>> START Provided data
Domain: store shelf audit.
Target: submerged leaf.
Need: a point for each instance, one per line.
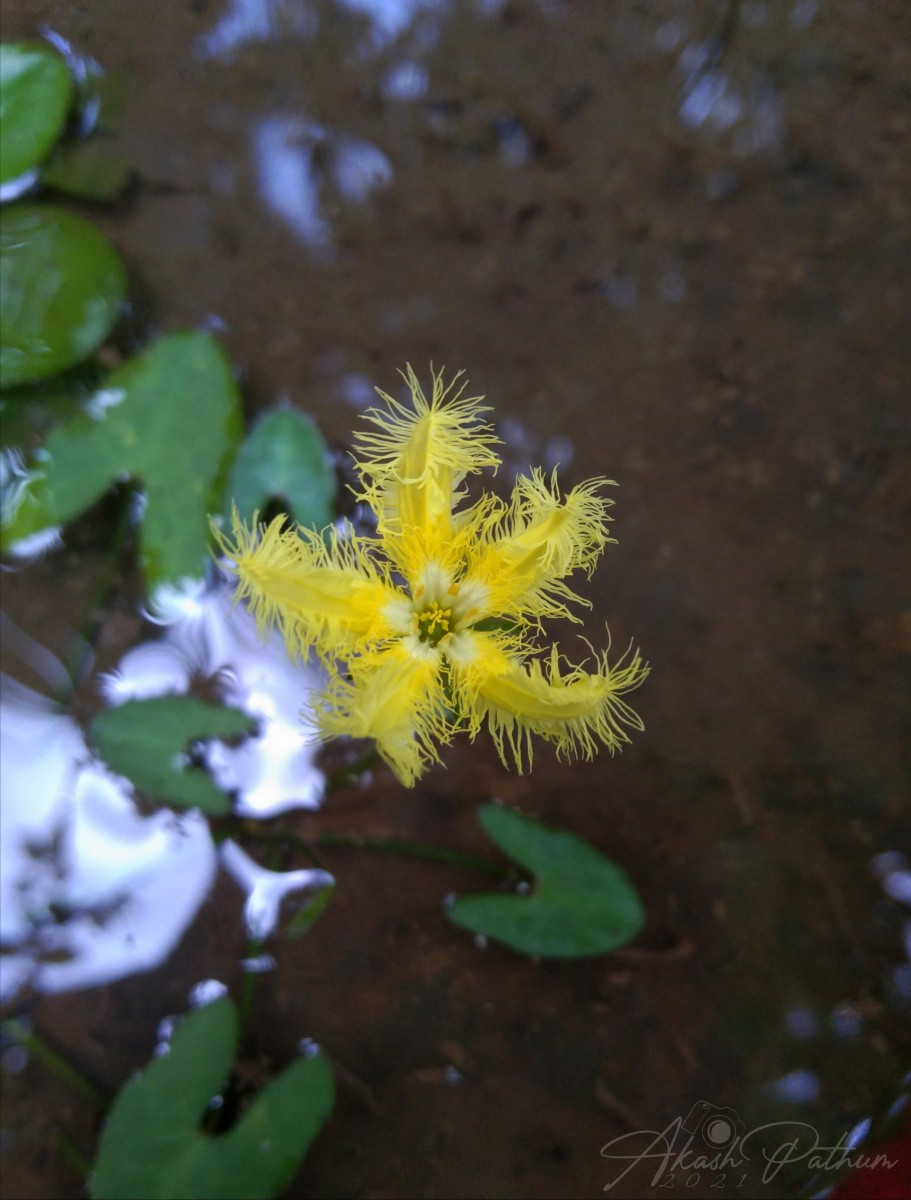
(582, 904)
(283, 457)
(36, 90)
(147, 741)
(61, 288)
(153, 1147)
(168, 419)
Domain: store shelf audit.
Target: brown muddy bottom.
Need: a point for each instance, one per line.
(670, 243)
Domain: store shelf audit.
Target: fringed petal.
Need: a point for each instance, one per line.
(323, 595)
(394, 696)
(576, 711)
(540, 540)
(414, 460)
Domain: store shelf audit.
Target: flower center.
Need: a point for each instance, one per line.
(435, 623)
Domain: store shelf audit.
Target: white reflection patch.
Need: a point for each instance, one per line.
(265, 889)
(295, 159)
(83, 875)
(273, 772)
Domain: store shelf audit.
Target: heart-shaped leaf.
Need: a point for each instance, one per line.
(283, 457)
(147, 741)
(581, 904)
(153, 1147)
(168, 419)
(61, 289)
(36, 90)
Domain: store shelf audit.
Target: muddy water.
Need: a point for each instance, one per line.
(670, 243)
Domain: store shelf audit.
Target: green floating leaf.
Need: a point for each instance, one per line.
(153, 1149)
(581, 905)
(36, 90)
(147, 741)
(168, 419)
(283, 457)
(61, 288)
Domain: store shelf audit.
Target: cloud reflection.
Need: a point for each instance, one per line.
(90, 891)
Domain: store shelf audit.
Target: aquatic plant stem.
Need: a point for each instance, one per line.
(414, 850)
(36, 1047)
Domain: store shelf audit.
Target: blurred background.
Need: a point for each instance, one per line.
(670, 243)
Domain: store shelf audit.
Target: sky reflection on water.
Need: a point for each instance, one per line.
(93, 891)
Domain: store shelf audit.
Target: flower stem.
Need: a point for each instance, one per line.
(414, 850)
(19, 1032)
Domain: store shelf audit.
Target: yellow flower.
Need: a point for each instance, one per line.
(429, 628)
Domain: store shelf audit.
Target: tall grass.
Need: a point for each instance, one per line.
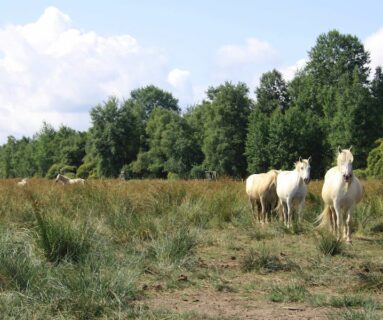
(75, 252)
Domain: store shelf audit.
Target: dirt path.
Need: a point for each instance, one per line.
(232, 306)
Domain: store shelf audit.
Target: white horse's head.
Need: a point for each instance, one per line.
(344, 162)
(303, 168)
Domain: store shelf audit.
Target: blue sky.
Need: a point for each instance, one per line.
(60, 58)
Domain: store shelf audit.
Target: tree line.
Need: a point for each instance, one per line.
(334, 100)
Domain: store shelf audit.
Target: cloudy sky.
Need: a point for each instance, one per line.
(58, 59)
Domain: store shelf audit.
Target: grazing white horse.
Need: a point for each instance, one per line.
(292, 189)
(65, 180)
(341, 192)
(262, 191)
(23, 182)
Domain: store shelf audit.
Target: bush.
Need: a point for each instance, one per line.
(197, 172)
(329, 245)
(61, 240)
(54, 170)
(87, 170)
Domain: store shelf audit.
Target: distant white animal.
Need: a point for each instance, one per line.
(261, 189)
(23, 182)
(292, 189)
(65, 180)
(341, 192)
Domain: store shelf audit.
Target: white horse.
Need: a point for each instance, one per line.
(261, 189)
(292, 189)
(65, 180)
(23, 182)
(341, 192)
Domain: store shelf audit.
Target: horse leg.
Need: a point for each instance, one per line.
(339, 221)
(300, 208)
(263, 206)
(332, 220)
(347, 229)
(289, 212)
(259, 209)
(284, 211)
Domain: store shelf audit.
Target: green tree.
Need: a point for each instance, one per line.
(354, 121)
(257, 142)
(272, 93)
(114, 137)
(375, 160)
(335, 55)
(45, 149)
(296, 133)
(172, 146)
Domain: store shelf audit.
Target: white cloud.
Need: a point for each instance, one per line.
(290, 71)
(178, 78)
(51, 71)
(374, 44)
(253, 51)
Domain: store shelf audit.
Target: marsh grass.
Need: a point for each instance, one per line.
(262, 260)
(289, 293)
(329, 245)
(19, 268)
(70, 252)
(60, 239)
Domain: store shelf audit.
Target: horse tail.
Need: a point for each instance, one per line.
(324, 219)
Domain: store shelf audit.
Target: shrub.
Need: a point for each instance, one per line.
(329, 245)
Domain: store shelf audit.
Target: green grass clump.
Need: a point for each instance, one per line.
(262, 261)
(61, 240)
(290, 293)
(173, 248)
(19, 269)
(368, 313)
(329, 245)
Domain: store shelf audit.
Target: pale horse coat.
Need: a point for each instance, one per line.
(341, 192)
(261, 190)
(292, 189)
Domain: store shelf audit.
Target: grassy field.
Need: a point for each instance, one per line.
(180, 250)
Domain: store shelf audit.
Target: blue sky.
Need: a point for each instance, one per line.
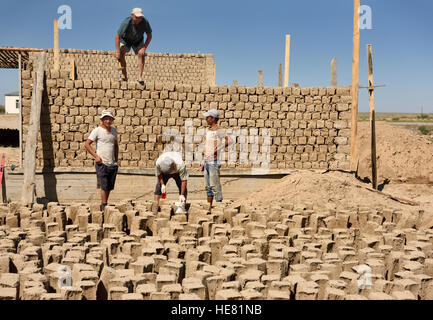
(248, 35)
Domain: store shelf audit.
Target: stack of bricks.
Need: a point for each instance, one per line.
(309, 128)
(286, 251)
(189, 68)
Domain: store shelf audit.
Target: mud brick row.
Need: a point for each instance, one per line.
(285, 250)
(101, 65)
(309, 128)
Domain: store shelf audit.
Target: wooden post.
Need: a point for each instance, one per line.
(20, 84)
(56, 45)
(29, 185)
(355, 88)
(72, 68)
(287, 61)
(372, 116)
(334, 81)
(280, 76)
(3, 178)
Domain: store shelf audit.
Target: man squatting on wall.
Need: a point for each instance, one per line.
(170, 165)
(130, 34)
(106, 155)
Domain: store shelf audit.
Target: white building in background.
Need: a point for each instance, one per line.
(12, 103)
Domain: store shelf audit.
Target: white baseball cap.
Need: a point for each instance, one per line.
(106, 113)
(165, 165)
(137, 12)
(212, 113)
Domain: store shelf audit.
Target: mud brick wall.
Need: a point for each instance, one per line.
(187, 68)
(309, 127)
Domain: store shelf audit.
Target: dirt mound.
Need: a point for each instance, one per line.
(330, 190)
(402, 154)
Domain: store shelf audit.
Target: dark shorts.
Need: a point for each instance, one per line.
(136, 48)
(106, 176)
(165, 178)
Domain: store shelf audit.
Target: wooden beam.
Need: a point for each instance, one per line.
(280, 76)
(56, 45)
(287, 61)
(21, 49)
(20, 84)
(334, 81)
(372, 116)
(29, 185)
(3, 178)
(72, 67)
(355, 89)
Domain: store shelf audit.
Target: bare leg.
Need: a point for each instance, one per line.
(104, 195)
(141, 65)
(123, 63)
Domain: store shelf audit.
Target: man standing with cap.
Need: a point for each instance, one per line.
(106, 155)
(130, 34)
(215, 136)
(170, 165)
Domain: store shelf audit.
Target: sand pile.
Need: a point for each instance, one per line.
(403, 154)
(330, 190)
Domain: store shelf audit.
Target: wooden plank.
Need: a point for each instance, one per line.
(260, 78)
(334, 81)
(21, 49)
(56, 45)
(280, 76)
(20, 84)
(287, 61)
(3, 178)
(29, 185)
(390, 196)
(355, 89)
(372, 116)
(72, 67)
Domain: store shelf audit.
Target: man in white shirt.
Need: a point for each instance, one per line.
(106, 155)
(170, 165)
(216, 141)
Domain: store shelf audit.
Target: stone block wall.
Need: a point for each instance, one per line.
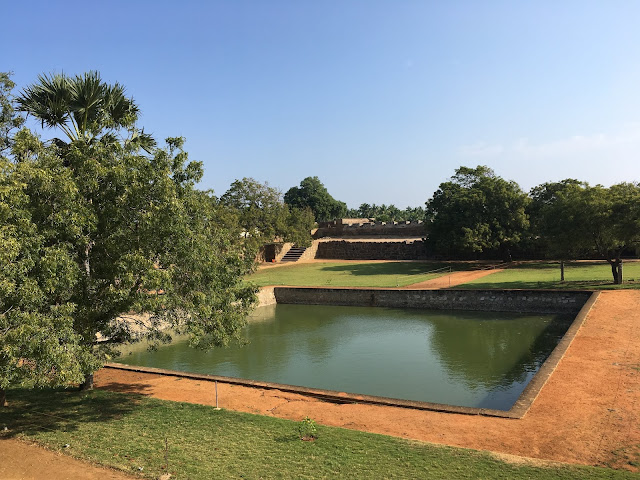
(345, 228)
(517, 301)
(380, 250)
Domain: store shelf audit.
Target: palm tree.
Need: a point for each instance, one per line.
(85, 108)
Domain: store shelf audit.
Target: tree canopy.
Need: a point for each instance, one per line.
(387, 213)
(104, 243)
(475, 212)
(263, 215)
(313, 194)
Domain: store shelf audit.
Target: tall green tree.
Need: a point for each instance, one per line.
(313, 194)
(476, 212)
(85, 109)
(106, 244)
(573, 219)
(557, 217)
(264, 216)
(9, 119)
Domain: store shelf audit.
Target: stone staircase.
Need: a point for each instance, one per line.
(294, 254)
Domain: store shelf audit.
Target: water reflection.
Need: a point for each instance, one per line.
(459, 358)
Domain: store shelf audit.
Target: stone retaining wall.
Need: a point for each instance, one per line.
(345, 250)
(366, 228)
(520, 301)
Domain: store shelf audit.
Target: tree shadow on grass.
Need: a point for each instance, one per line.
(388, 268)
(34, 410)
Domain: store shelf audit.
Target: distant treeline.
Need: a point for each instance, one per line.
(386, 213)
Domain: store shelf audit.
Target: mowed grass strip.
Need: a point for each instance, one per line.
(578, 275)
(151, 437)
(349, 274)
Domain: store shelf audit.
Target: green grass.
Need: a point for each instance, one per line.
(578, 275)
(129, 431)
(348, 274)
>> END Provided data
* **What to do**:
Pick out every line of the items above that contains the word "distant" and copy each of those lines.

* **Solution for this task**:
Target: distant white animal.
Target: distant treeline.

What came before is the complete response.